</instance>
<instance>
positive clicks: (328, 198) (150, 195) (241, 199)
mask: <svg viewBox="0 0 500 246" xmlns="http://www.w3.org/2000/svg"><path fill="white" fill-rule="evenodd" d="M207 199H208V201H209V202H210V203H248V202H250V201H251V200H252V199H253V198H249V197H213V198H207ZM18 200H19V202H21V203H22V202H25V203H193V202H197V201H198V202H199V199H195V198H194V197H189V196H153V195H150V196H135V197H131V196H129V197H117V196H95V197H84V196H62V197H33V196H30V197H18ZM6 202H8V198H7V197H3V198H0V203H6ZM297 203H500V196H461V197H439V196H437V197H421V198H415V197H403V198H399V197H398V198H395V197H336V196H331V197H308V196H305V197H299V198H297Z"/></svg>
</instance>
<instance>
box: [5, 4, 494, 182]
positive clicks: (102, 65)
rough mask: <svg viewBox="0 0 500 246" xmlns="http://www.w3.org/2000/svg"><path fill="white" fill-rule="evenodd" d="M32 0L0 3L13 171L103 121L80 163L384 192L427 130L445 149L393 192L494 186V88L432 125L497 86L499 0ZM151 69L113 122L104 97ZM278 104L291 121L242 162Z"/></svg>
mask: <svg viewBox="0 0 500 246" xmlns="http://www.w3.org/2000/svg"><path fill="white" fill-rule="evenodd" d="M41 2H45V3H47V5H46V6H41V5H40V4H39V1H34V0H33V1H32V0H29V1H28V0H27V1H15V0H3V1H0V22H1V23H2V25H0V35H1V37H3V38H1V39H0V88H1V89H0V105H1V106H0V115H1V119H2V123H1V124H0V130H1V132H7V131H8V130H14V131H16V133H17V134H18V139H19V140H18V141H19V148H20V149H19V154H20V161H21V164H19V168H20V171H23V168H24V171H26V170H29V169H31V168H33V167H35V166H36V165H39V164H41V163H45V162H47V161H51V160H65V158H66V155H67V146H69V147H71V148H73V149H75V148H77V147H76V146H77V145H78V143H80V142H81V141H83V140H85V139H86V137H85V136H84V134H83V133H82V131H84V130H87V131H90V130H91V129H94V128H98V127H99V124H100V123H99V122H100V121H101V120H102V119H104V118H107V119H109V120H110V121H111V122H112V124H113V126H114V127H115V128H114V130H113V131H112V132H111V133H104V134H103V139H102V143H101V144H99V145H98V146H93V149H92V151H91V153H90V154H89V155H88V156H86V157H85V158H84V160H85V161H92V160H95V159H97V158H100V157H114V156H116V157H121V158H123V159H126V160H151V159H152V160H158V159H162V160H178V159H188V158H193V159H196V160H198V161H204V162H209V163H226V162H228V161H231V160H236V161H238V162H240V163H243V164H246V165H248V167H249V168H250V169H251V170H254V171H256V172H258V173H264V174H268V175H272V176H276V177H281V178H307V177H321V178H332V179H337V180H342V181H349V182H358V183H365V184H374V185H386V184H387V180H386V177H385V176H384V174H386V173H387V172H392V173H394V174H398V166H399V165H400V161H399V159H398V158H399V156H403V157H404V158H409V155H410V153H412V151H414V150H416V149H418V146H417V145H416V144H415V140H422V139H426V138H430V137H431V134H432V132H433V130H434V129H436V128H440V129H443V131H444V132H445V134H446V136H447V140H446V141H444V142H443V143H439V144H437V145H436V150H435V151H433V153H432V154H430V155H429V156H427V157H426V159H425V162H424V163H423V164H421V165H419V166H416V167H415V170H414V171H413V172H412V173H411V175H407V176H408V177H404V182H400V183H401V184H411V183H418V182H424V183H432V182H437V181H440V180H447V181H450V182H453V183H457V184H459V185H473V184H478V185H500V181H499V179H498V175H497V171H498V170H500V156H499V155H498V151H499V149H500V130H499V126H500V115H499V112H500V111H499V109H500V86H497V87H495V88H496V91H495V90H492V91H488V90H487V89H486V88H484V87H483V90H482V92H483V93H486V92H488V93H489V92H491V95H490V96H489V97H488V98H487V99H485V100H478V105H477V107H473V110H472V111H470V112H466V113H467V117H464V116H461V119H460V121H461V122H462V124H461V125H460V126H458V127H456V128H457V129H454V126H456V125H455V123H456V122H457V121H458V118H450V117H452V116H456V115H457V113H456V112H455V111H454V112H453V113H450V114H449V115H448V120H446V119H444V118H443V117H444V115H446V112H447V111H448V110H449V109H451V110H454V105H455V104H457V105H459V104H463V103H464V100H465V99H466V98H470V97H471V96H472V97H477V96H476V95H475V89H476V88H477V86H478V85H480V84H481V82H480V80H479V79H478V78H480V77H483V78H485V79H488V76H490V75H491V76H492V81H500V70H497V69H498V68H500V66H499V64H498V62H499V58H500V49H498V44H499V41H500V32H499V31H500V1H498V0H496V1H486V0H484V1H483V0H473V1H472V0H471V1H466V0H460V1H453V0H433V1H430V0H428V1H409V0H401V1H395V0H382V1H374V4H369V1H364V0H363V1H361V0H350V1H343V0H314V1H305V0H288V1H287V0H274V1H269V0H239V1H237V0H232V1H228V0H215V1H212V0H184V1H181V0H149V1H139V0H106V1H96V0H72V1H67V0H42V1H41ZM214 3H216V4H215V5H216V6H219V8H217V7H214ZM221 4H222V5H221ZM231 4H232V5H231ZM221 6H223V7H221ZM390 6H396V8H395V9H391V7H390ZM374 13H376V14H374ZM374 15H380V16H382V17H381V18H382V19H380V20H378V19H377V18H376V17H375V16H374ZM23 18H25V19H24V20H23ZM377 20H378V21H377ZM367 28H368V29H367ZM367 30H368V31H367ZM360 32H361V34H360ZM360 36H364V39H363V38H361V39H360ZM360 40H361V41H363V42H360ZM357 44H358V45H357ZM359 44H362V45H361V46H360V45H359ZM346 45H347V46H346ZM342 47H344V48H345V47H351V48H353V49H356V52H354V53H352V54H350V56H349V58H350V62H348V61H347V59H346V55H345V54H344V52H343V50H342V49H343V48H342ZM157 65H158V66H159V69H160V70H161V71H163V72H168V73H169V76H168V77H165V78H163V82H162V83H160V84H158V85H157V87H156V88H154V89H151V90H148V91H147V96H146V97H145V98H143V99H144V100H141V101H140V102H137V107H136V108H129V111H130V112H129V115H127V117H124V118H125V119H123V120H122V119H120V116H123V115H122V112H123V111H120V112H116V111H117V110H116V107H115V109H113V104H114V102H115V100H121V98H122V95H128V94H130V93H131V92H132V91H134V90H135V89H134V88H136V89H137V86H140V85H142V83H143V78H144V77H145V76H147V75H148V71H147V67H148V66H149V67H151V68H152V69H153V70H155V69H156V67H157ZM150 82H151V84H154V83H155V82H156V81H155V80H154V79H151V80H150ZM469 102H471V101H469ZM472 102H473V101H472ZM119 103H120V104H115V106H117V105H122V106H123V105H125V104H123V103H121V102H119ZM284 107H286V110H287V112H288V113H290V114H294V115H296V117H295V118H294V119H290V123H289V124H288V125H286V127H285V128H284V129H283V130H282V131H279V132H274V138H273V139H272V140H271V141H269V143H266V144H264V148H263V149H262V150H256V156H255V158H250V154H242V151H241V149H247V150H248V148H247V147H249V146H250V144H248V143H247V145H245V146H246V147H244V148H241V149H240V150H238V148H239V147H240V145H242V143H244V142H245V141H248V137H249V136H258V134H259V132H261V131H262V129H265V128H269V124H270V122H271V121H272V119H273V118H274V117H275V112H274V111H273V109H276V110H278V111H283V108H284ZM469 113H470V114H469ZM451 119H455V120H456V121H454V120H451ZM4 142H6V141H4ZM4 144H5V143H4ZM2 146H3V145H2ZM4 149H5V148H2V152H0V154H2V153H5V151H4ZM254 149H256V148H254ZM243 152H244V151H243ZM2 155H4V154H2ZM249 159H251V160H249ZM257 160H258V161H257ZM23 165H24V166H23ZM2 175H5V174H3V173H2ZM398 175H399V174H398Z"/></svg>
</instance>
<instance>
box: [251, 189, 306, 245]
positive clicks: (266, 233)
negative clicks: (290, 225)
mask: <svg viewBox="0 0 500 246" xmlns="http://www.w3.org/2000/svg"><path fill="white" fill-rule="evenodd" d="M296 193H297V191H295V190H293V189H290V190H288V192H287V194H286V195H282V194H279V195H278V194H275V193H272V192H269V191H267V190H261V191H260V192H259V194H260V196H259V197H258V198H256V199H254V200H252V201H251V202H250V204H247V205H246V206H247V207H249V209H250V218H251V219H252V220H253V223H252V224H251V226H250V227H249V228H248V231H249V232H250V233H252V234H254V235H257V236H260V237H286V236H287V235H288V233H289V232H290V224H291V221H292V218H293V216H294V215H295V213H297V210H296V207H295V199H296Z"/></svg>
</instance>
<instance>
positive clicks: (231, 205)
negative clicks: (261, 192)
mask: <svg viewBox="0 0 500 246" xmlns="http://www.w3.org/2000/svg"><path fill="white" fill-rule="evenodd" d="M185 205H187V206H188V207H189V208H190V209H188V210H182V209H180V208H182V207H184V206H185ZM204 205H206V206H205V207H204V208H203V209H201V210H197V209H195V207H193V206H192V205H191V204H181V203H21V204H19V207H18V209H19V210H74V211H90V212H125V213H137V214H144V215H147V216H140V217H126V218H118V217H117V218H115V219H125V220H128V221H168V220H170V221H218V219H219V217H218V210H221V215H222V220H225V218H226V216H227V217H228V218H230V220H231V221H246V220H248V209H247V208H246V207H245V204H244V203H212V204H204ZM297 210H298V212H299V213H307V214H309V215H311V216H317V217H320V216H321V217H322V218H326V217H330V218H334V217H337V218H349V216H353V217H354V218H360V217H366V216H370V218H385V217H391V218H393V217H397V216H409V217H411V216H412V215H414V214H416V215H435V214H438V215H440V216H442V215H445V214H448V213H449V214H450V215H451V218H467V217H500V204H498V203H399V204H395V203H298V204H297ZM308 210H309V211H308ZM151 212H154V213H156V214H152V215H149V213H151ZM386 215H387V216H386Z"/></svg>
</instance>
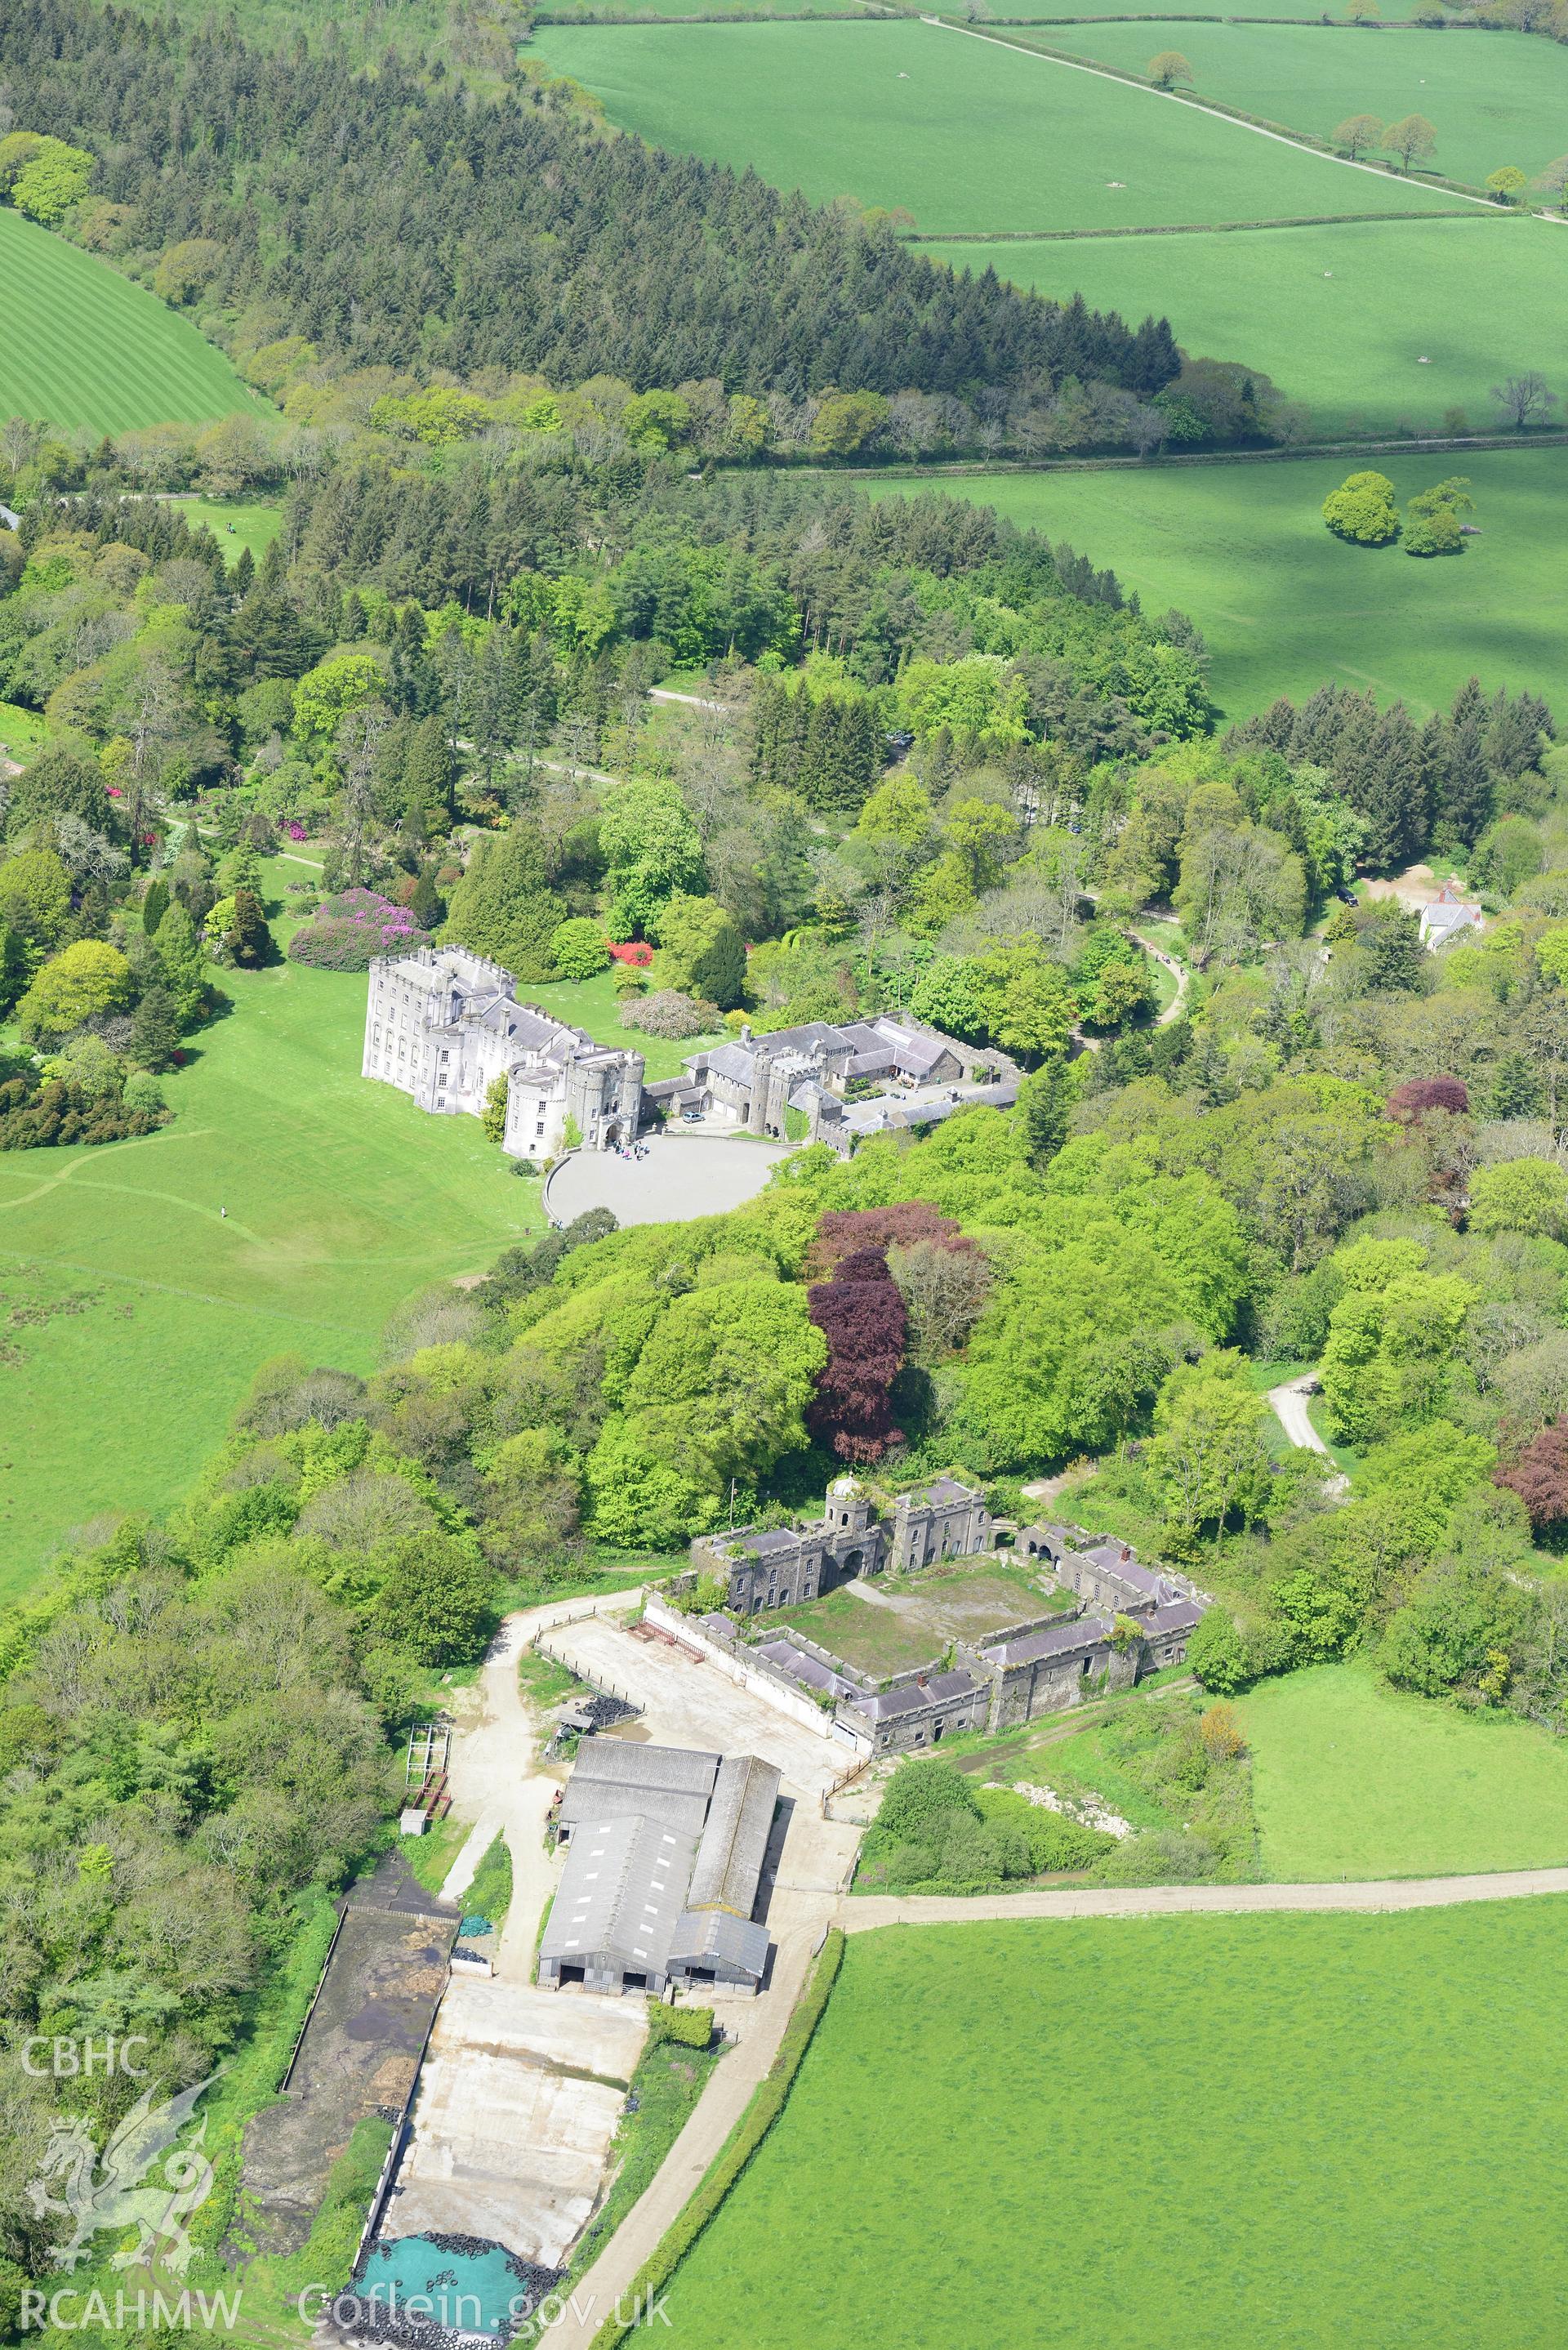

» **WHAT TO WORK ON**
Determine how many lines of the entries contain the string "negative", and reply with nothing but the number.

» **ANSWER TO THIS TASK**
2